[PASSAGE PROVIDED]
☆ ☆ ☆
Nothing wrong with getting to know other composers. just don't wait for their blessing to get your own films/tv/games going.


----------



## Pier

Bee_Abney said:


> And as others have said, your music is more than professionally competent. You need a lot of other skills to compose for media, and the best way to learn is to do it. And get paid for it - in any profession, you make the biggest gains in your skills in the first few years of on-the-job experience.


Exactly.

@KEM I'm sure there are video companies in your area that need music. Could be an amazing opportunity to cut your teeth, build a real portfolio, and give you some credibility once you sit down with someone important.


----------



## KEM

Bee_Abney said:


> Do you know how to get in touch with anyone who would know how to get in touch with Ludwig? An agent, publisher, colleague?



Well I am friends with Anthony Parnther on Facebook and conducts all of Ludwig’s scores…


----------



## Bee_Abney

KEM said:


> Well I am friends with Anthony Parnther on Facebook and conducts all of Ludwig’s scores…



Then you can raise the matter with him. Carefully - you don't want to scare him off. Sometimes framing it as a request for more general advice can be a good opening. Sometimes it can be better to be clear and quick and get it out of the way.

There is no need to wait before you try, but you may have a greater chance of success once you have a professional track record.

Also, the best outcome will not be Ludwig's email address! But it just might get you mentioned to him if the timing is right, or get you pointed towards some other avenue or opportunity.
☆ ☆ ☆
[INFORMATION SHOWN]
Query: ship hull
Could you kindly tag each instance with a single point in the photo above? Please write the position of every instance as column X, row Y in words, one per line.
☆ ☆ ☆
[WORK INSTRUCTIONS]
A - In the forum thread, which kinds of contacts does Bee_Abney name as possible ways to reach Ludwig? Give every one.
B - Based on the forum thread, does each statement agree with it? (i) KEM is friends with Anthony Parnther on Facebook. (ii) Bee_Abney says the best outcome would be getting Ludwig's email address. (iii) Pier thinks video companies in KEM's area may need music. Answer yes or no, quoting the words that decide each.
C - Quote the forum thread from "Then you can" up to and including "of the way.".

[ANSWERS FOR THIS EXERCISE]
A - An agent, a publisher and a colleague.

B -
(i) Yes: "Well I am friends with Anthony Parnther on Facebook"
(ii) No: "the best outcome will not be Ludwig's email address!"
(iii) Yes: "I'm sure there are video companies in your area that need music."

C -
Then you can raise the matter with him. Carefully - you don't want to scare him off. Sometimes framing it as a request for more general advice can be a good opening. Sometimes it can be better to be clear and quick and get it out of the way.